* **TEXTE À ÉTUDIER**
»»
Ainsi, il était triste de voir PKP renier Mmes Payette et Marois en déclarant : « J’adore aller dans les radios de Québec.  Des fois, on a des échanges un peu corsés.  Moi, j’aime ça, c’est mon style. Ça donne l’occasion d’échanger et, de temps en temps, il ne faut pas se le cacher, de confronter des perspectives.  Peut-être aussi des préjugés.  Mais c’est ça aussi, la radio, l’information ».

PKP s’y connaît en information. Rappelons-nous le Québec bashing de ses journaux de Sun Media et de sa télé Sun News. Et il a surtout besoin de ces radios pour remplir son amphithéâtre Vidéotron.

Agnès Maltais est allée encore plus loin. À un Sylvain Bouchard qui la provoquait : « Dites-nous que vous jetez ce rapport-là aux poubelles », elle a d’abord rétorqué « Mais ce n’est pas à nous autres [le PQ], je peux pas le jeter ! ». Quand Bouchard l’a relancée : « Mais admettons que vous l’avez dans les mains », elle a répondu : « Ben oui, je le jette ! ».

Une des faiblesses du Rapport est de ne pas avoir approfondi la teneur des relations entre les propriétaires et les commanditaires de ces radios et les partis politiques. Leur appui ouvert et militant au Parti conservateur de Stephen Harper n’est pas sans lien avec le fait qu’il ait fait élire 12 députés dans l’aire de diffusion de ces radios.

Dominique Payette rappelle que, si certains personnalités publiques sont l’objet de la hargne de ces radios, « d’autres, à l’inverse, sont chouchoutées et peuvent compter sur des interviews extrêmement complaisantes qui méritent à peine ce nom, notamment, et ce à peine quelques mois avant le lancement d’une campagne électorale, le premier ministre canadien Stephen Harper ».
««
* **DONNÉES FOURNIES**
»»
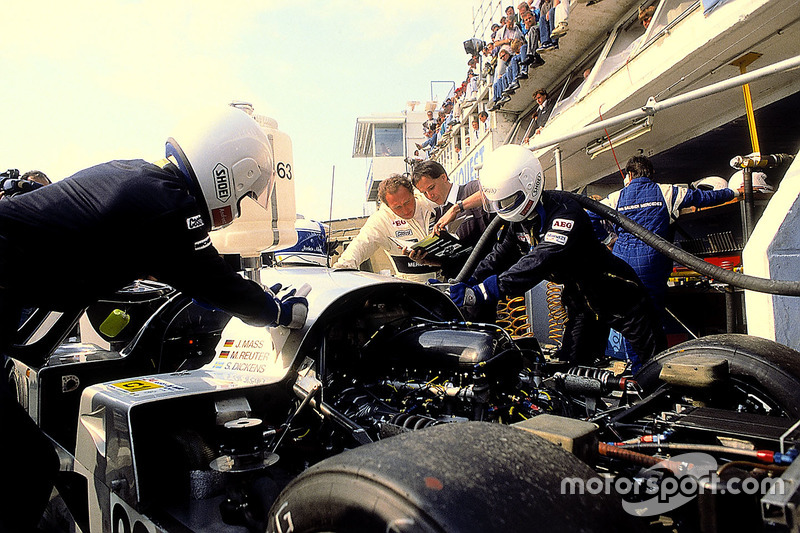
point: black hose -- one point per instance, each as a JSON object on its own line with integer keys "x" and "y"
{"x": 478, "y": 252}
{"x": 784, "y": 288}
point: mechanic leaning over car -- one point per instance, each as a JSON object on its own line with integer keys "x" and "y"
{"x": 551, "y": 238}
{"x": 111, "y": 224}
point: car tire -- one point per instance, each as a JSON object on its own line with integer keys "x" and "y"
{"x": 472, "y": 476}
{"x": 770, "y": 368}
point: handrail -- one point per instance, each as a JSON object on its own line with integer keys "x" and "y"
{"x": 652, "y": 106}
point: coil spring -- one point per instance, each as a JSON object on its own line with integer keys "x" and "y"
{"x": 512, "y": 316}
{"x": 556, "y": 313}
{"x": 606, "y": 378}
{"x": 407, "y": 421}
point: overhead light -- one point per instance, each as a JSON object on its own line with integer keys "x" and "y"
{"x": 603, "y": 144}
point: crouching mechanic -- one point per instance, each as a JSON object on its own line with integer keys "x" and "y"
{"x": 551, "y": 238}
{"x": 120, "y": 221}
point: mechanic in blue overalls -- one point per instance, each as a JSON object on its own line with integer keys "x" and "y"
{"x": 654, "y": 206}
{"x": 550, "y": 237}
{"x": 109, "y": 225}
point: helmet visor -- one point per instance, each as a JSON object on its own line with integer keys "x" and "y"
{"x": 505, "y": 204}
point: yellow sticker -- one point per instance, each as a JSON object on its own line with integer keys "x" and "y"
{"x": 137, "y": 385}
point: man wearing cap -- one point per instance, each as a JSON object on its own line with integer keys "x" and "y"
{"x": 469, "y": 220}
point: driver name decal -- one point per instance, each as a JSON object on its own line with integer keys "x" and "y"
{"x": 244, "y": 355}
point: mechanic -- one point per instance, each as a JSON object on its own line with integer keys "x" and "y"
{"x": 116, "y": 222}
{"x": 403, "y": 218}
{"x": 655, "y": 206}
{"x": 459, "y": 208}
{"x": 550, "y": 237}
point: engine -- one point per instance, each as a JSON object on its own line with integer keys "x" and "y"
{"x": 412, "y": 374}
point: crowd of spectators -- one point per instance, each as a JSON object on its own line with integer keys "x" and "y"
{"x": 513, "y": 48}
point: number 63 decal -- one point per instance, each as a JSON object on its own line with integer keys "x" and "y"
{"x": 284, "y": 170}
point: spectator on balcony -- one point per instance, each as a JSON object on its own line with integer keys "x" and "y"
{"x": 430, "y": 122}
{"x": 546, "y": 18}
{"x": 560, "y": 14}
{"x": 531, "y": 58}
{"x": 483, "y": 116}
{"x": 512, "y": 16}
{"x": 509, "y": 32}
{"x": 499, "y": 84}
{"x": 523, "y": 8}
{"x": 495, "y": 28}
{"x": 542, "y": 113}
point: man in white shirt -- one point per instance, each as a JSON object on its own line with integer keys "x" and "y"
{"x": 404, "y": 217}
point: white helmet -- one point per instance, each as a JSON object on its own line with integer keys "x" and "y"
{"x": 512, "y": 182}
{"x": 711, "y": 183}
{"x": 226, "y": 156}
{"x": 759, "y": 181}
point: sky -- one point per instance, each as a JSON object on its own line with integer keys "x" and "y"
{"x": 86, "y": 82}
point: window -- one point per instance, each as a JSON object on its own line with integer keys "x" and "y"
{"x": 670, "y": 12}
{"x": 389, "y": 140}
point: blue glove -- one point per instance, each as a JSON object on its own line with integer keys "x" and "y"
{"x": 486, "y": 291}
{"x": 291, "y": 309}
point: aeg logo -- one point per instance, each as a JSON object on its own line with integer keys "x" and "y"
{"x": 222, "y": 182}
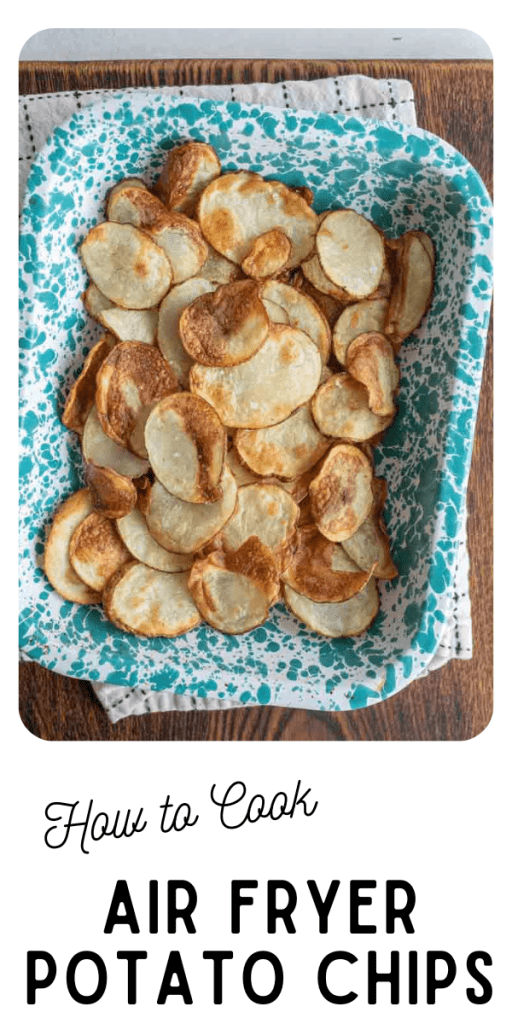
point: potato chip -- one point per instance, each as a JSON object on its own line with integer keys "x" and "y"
{"x": 341, "y": 492}
{"x": 150, "y": 603}
{"x": 265, "y": 389}
{"x": 238, "y": 207}
{"x": 182, "y": 526}
{"x": 345, "y": 619}
{"x": 129, "y": 383}
{"x": 370, "y": 359}
{"x": 56, "y": 553}
{"x": 81, "y": 397}
{"x": 96, "y": 551}
{"x": 186, "y": 442}
{"x": 351, "y": 252}
{"x": 225, "y": 327}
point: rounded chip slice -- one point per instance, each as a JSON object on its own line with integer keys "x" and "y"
{"x": 81, "y": 397}
{"x": 287, "y": 450}
{"x": 114, "y": 496}
{"x": 341, "y": 493}
{"x": 186, "y": 443}
{"x": 301, "y": 312}
{"x": 96, "y": 551}
{"x": 340, "y": 409}
{"x": 238, "y": 207}
{"x": 126, "y": 264}
{"x": 225, "y": 327}
{"x": 182, "y": 526}
{"x": 235, "y": 591}
{"x": 351, "y": 252}
{"x": 370, "y": 359}
{"x": 143, "y": 547}
{"x": 129, "y": 383}
{"x": 56, "y": 553}
{"x": 150, "y": 603}
{"x": 345, "y": 619}
{"x": 168, "y": 338}
{"x": 283, "y": 375}
{"x": 370, "y": 314}
{"x": 99, "y": 449}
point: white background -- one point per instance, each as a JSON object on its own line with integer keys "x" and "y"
{"x": 435, "y": 814}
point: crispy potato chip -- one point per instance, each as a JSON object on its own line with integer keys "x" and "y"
{"x": 235, "y": 591}
{"x": 351, "y": 252}
{"x": 56, "y": 553}
{"x": 182, "y": 526}
{"x": 265, "y": 389}
{"x": 81, "y": 397}
{"x": 99, "y": 449}
{"x": 370, "y": 314}
{"x": 341, "y": 493}
{"x": 225, "y": 327}
{"x": 287, "y": 450}
{"x": 345, "y": 619}
{"x": 238, "y": 207}
{"x": 340, "y": 409}
{"x": 134, "y": 534}
{"x": 150, "y": 603}
{"x": 268, "y": 254}
{"x": 186, "y": 443}
{"x": 301, "y": 312}
{"x": 114, "y": 496}
{"x": 187, "y": 170}
{"x": 96, "y": 551}
{"x": 129, "y": 383}
{"x": 371, "y": 359}
{"x": 127, "y": 265}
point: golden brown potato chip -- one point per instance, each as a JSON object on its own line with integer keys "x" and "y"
{"x": 341, "y": 492}
{"x": 186, "y": 443}
{"x": 150, "y": 603}
{"x": 370, "y": 359}
{"x": 127, "y": 265}
{"x": 81, "y": 397}
{"x": 225, "y": 327}
{"x": 129, "y": 383}
{"x": 96, "y": 551}
{"x": 56, "y": 553}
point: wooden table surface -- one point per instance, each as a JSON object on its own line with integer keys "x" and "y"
{"x": 454, "y": 99}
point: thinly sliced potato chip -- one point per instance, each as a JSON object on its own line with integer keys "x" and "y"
{"x": 351, "y": 252}
{"x": 225, "y": 327}
{"x": 287, "y": 450}
{"x": 182, "y": 526}
{"x": 346, "y": 619}
{"x": 56, "y": 553}
{"x": 340, "y": 409}
{"x": 186, "y": 443}
{"x": 81, "y": 397}
{"x": 127, "y": 265}
{"x": 370, "y": 359}
{"x": 129, "y": 383}
{"x": 143, "y": 547}
{"x": 150, "y": 603}
{"x": 265, "y": 389}
{"x": 114, "y": 496}
{"x": 341, "y": 492}
{"x": 359, "y": 317}
{"x": 238, "y": 207}
{"x": 96, "y": 551}
{"x": 99, "y": 449}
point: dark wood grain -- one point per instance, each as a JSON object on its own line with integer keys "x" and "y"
{"x": 454, "y": 99}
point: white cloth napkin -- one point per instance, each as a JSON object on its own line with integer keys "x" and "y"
{"x": 386, "y": 99}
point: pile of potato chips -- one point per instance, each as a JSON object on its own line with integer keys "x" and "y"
{"x": 228, "y": 413}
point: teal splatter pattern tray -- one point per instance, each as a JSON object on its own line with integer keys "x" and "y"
{"x": 402, "y": 178}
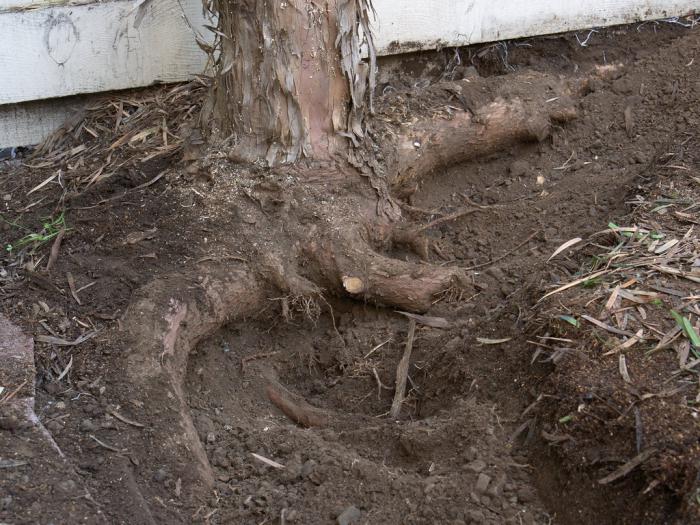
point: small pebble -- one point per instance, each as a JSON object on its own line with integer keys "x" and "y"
{"x": 160, "y": 475}
{"x": 88, "y": 425}
{"x": 482, "y": 482}
{"x": 350, "y": 516}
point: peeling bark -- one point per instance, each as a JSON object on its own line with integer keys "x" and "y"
{"x": 290, "y": 81}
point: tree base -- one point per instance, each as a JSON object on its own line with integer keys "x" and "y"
{"x": 312, "y": 235}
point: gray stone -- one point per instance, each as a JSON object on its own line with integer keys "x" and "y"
{"x": 350, "y": 516}
{"x": 482, "y": 482}
{"x": 519, "y": 168}
{"x": 476, "y": 466}
{"x": 67, "y": 486}
{"x": 88, "y": 425}
{"x": 160, "y": 475}
{"x": 307, "y": 468}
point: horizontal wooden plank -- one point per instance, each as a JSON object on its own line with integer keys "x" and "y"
{"x": 31, "y": 122}
{"x": 77, "y": 48}
{"x": 403, "y": 26}
{"x": 60, "y": 51}
{"x": 72, "y": 49}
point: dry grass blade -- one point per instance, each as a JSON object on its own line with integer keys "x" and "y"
{"x": 606, "y": 327}
{"x": 567, "y": 244}
{"x": 434, "y": 322}
{"x": 38, "y": 187}
{"x": 623, "y": 369}
{"x": 627, "y": 344}
{"x": 267, "y": 461}
{"x": 71, "y": 285}
{"x": 126, "y": 420}
{"x": 628, "y": 467}
{"x": 402, "y": 371}
{"x": 105, "y": 445}
{"x": 64, "y": 342}
{"x": 65, "y": 370}
{"x": 576, "y": 283}
{"x": 487, "y": 341}
{"x": 613, "y": 298}
{"x": 12, "y": 394}
{"x": 511, "y": 252}
{"x": 55, "y": 249}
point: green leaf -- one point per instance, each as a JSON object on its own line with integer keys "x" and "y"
{"x": 687, "y": 327}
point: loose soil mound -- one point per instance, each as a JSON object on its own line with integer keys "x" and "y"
{"x": 494, "y": 428}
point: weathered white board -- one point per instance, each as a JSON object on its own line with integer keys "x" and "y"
{"x": 58, "y": 48}
{"x": 31, "y": 122}
{"x": 412, "y": 25}
{"x": 61, "y": 51}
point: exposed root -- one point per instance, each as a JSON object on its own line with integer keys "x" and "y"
{"x": 485, "y": 126}
{"x": 163, "y": 325}
{"x": 294, "y": 407}
{"x": 350, "y": 266}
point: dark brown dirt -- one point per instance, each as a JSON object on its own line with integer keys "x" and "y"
{"x": 460, "y": 451}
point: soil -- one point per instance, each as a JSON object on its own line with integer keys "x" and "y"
{"x": 468, "y": 445}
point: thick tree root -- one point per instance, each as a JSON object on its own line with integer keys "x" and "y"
{"x": 340, "y": 254}
{"x": 294, "y": 407}
{"x": 163, "y": 324}
{"x": 347, "y": 264}
{"x": 522, "y": 110}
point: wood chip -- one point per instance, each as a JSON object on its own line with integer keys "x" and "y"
{"x": 55, "y": 249}
{"x": 126, "y": 420}
{"x": 623, "y": 369}
{"x": 402, "y": 372}
{"x": 628, "y": 467}
{"x": 576, "y": 283}
{"x": 606, "y": 327}
{"x": 71, "y": 285}
{"x": 487, "y": 341}
{"x": 628, "y": 344}
{"x": 267, "y": 461}
{"x": 64, "y": 342}
{"x": 563, "y": 247}
{"x": 434, "y": 322}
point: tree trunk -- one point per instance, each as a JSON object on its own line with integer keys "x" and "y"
{"x": 290, "y": 83}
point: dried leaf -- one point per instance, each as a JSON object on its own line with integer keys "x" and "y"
{"x": 570, "y": 319}
{"x": 576, "y": 282}
{"x": 567, "y": 244}
{"x": 628, "y": 467}
{"x": 487, "y": 341}
{"x": 623, "y": 369}
{"x": 435, "y": 322}
{"x": 267, "y": 461}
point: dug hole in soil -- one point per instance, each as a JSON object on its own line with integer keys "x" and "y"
{"x": 466, "y": 446}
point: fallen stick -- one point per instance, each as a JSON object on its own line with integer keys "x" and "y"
{"x": 55, "y": 248}
{"x": 402, "y": 372}
{"x": 447, "y": 218}
{"x": 494, "y": 261}
{"x": 298, "y": 411}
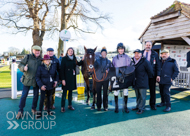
««
* **SÉRIE D'EXERCICES**
A) Répondez aux questions suivantes d'après le texte sur les radios de Québec.
(i) Quel lieu PKP a-t-il surtout besoin de remplir grâce à ces radios ?
(ii) Qu'a répondu Agnès Maltais quand Sylvain Bouchard lui a dit « Mais admettons que vous l'avez dans les mains » ?
(iii) Combien de députés le Parti conservateur de Stephen Harper a-t-il fait élire dans l'aire de diffusion de ces radios ?
B) Poursuivez le texte sur les radios de Québec à partir de sa dernière phrase.

* **CORRIGÉ**
A)
(i) Son amphithéâtre Vidéotron.
(ii) Elle a répondu : « Ben oui, je le jette ! ».
(iii) Douze députés.

B)
Ajoutons qu’au cours de la dernière campagne électorale, la seule entrevue radiophonique accordée au Québec par Stephen Harper l’a été à Dominic Maurais sur les ondes de Radio X 98.

Soulignons, au passage, que cette alliance entre des conservateurs canadiens et des populistes de droite au Québec a des antécédents historiques. Le journaliste Normand Lester nous rappelle dans Le Livre noir du Canada anglais, que le premier ministre conservateur Bennett – qui avait des liens avec le Ku Klux Klan américain – a versé des sommes colossales au fasciste Adrien Arcand pour financer la parution des journaux Le Miroir, Le Goglu et, plus tard, Le Fasciste canadien qui étaient l’équivalent des radio-poubelles actuelles.
Lester rappelle que les conservateurs de Bennett ont pris le pouvoir aux élections de 1930 en faisant élire cent trente-sept députés dont vingt-quatre au Québec. Depuis 1891, le Québec n’avait pas envoyé à Ottawa de députés « strictement » conservateurs et ces résultats étaient à peine croyables, écrit Lester, si l’on songe que les conservateurs n’avaient fait aucun effort particulier pour plaire au Québec. Le « goût du changement » et les journaux d’Arcand avaient suffi.

Ces dernières années, les liens des radio-poubelles avec le gouvernement Harper expliquent sans doute la complaisance des organismes de réglementation des ondes. Aux plaintes déposées devant le CRTC, celui-ci s’est contenté de référer les plaignants au Conseil canadien des normes de radiotélévision, en spécifiant qu’il était « l’organisme de règlement des plaintes pour les stations de radios et de télévision privées ».

Dans son Rapport, Dominique Payette souligne que « la complaisance des décisions rendues par cet organisme d’autorégulation atteint un niveau insoupçonné ». Elle donne l’exemple des 145 plaintes contre un animateur qui disait, parlant de cyclistes : « Tu mérites qu’un char te passe dessus », auquel le CCNR a répondu que cette phrase constituait seulement « un excès de langage qui traduit un trop-plein de frustration face (…) au manque de civisme de certains cyclistes ».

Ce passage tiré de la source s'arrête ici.